Can you lay out every line of the data below as a JSON list of strings, one string per line, with blank lines left out?

·····

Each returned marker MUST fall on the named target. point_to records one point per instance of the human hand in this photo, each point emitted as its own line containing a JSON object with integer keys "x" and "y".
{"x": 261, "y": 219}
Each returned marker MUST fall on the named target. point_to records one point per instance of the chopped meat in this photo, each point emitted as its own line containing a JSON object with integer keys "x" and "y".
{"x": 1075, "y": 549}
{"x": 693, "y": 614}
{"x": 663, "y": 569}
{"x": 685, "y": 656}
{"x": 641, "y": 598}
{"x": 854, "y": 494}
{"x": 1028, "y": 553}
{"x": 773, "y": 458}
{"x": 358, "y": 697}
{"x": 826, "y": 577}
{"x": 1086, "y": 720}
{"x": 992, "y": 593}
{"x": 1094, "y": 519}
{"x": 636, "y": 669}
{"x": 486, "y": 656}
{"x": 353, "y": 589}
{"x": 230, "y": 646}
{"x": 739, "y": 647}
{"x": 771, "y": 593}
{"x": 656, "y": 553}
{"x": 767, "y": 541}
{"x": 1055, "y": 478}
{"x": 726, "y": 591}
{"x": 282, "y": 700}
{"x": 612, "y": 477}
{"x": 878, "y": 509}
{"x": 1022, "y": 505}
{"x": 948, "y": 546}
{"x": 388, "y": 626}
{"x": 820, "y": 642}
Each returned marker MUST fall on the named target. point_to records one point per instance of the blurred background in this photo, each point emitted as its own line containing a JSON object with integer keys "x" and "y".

·····

» **Exercise answer**
[
  "Each returned marker MUST fall on the named target. point_to records one point per instance of the human hand in this photo, each point emitted as its own line containing a JSON object with integer keys \"x\" and \"y\".",
  "{\"x\": 261, \"y\": 219}",
  "Each returned marker MUST fall on the named target. point_to records one point per instance of the chopped meat in this photo, each point emitted as its own line containing a JSON object with integer keys \"x\" and \"y\".",
  "{\"x\": 1075, \"y\": 549}",
  "{\"x\": 693, \"y\": 614}",
  "{\"x\": 663, \"y\": 569}",
  "{\"x\": 685, \"y\": 656}",
  "{\"x\": 641, \"y\": 598}",
  "{\"x\": 854, \"y\": 494}",
  "{\"x\": 1028, \"y\": 553}",
  "{\"x\": 773, \"y\": 458}",
  "{\"x\": 358, \"y\": 697}",
  "{\"x\": 826, \"y\": 577}",
  "{\"x\": 1086, \"y\": 720}",
  "{\"x\": 992, \"y\": 593}",
  "{\"x\": 1094, \"y\": 519}",
  "{\"x\": 636, \"y\": 669}",
  "{\"x\": 486, \"y\": 656}",
  "{\"x\": 353, \"y\": 589}",
  "{\"x\": 230, \"y\": 646}",
  "{\"x\": 739, \"y\": 647}",
  "{\"x\": 771, \"y\": 593}",
  "{\"x\": 656, \"y\": 553}",
  "{\"x\": 767, \"y\": 541}",
  "{\"x\": 1055, \"y\": 478}",
  "{\"x\": 726, \"y\": 591}",
  "{\"x\": 282, \"y\": 700}",
  "{\"x\": 612, \"y\": 477}",
  "{\"x\": 878, \"y\": 509}",
  "{\"x\": 1022, \"y\": 505}",
  "{\"x\": 948, \"y\": 546}",
  "{\"x\": 388, \"y\": 626}",
  "{\"x\": 820, \"y\": 642}",
  "Each returned marker MUST fall on the named target. point_to records one point per instance of the blurred background in this photo, each point emitted as its own line containing a JSON object with integer keys \"x\" and \"y\"."
]